What's needed is an exact copy of the lines from the one that contains "the pond water." to the end of the data below, leaving the pictures out.
════════
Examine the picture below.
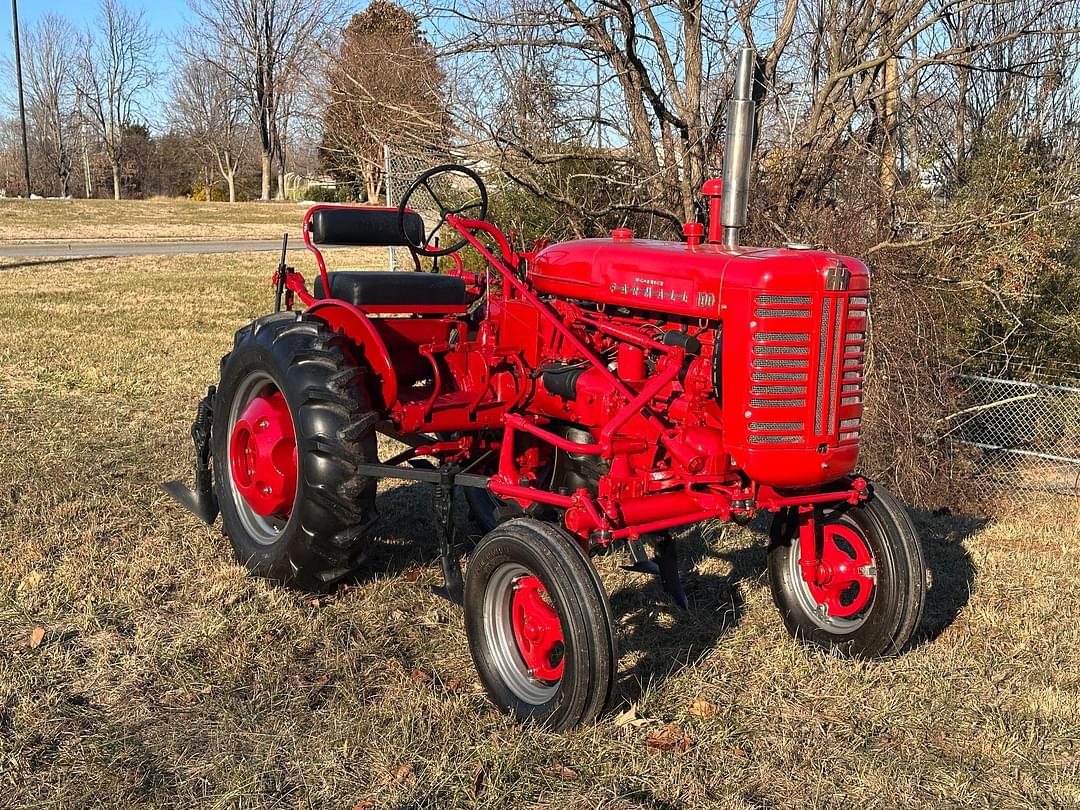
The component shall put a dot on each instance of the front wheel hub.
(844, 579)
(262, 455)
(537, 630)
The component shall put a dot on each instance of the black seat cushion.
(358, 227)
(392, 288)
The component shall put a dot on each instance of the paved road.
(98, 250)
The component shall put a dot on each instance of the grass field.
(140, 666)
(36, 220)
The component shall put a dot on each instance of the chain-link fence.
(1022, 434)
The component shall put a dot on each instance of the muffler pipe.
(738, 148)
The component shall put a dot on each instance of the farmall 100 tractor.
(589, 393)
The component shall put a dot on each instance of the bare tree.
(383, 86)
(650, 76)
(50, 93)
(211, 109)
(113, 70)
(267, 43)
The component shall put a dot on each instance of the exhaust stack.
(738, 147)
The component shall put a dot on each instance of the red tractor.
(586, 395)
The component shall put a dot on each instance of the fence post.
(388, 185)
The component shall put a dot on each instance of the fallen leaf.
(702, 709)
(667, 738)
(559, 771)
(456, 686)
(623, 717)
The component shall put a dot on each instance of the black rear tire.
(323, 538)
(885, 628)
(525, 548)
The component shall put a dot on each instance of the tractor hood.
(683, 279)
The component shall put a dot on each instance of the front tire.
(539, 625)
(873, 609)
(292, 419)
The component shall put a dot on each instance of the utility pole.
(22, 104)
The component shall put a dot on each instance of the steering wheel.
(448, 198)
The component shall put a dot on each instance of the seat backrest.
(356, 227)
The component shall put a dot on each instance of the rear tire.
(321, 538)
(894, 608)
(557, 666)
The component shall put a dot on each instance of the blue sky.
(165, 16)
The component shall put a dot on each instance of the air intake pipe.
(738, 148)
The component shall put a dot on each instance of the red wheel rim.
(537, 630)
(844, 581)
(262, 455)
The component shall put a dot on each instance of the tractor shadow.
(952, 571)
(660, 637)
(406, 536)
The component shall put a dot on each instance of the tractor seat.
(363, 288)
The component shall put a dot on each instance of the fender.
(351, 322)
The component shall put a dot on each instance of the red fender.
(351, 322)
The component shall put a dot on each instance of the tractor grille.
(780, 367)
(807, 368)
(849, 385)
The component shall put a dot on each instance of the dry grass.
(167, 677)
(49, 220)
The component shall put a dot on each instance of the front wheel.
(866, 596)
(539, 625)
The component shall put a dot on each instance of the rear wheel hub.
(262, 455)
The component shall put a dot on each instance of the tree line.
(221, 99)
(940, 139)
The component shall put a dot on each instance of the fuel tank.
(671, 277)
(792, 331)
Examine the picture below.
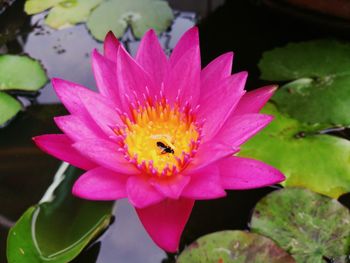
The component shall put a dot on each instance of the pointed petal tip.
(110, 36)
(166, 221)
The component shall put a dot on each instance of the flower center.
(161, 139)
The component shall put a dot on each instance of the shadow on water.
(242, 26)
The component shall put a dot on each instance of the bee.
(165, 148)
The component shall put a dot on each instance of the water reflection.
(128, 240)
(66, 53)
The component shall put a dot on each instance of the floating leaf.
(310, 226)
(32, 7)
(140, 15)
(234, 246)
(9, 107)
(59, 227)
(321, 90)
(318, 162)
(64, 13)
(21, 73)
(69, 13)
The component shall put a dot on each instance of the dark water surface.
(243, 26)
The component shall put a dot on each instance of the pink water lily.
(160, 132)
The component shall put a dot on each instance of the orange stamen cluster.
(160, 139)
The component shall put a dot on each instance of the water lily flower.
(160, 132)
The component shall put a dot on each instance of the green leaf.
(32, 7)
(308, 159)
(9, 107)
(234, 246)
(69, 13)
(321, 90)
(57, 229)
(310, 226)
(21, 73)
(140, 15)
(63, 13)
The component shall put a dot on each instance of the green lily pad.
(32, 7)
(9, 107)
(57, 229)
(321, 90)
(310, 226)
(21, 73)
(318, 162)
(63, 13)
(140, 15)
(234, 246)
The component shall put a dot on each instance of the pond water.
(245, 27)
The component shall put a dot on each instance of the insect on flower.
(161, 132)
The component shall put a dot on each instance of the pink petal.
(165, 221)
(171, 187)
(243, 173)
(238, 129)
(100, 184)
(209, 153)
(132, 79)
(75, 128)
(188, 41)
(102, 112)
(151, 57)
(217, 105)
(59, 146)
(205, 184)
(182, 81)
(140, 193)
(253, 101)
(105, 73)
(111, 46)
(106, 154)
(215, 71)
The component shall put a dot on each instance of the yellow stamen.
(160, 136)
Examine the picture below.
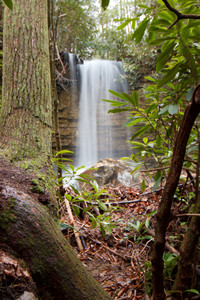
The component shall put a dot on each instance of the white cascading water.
════════
Written solution –
The component shall put a dot on each instance of the pond water.
(245, 27)
The component shall put a dot on each instance of the insect on flower.
(161, 132)
The component shall put a dot on each instance of the pink petal.
(165, 221)
(171, 187)
(243, 173)
(238, 129)
(100, 184)
(209, 153)
(132, 79)
(75, 128)
(188, 41)
(102, 112)
(151, 57)
(217, 105)
(59, 146)
(205, 184)
(182, 81)
(140, 193)
(253, 101)
(105, 73)
(111, 46)
(106, 154)
(215, 71)
The component shall put a dot on each instance of the yellow stamen.
(160, 136)
Examine the picture below.
The component shall put a dot on each instance of the white cascading water.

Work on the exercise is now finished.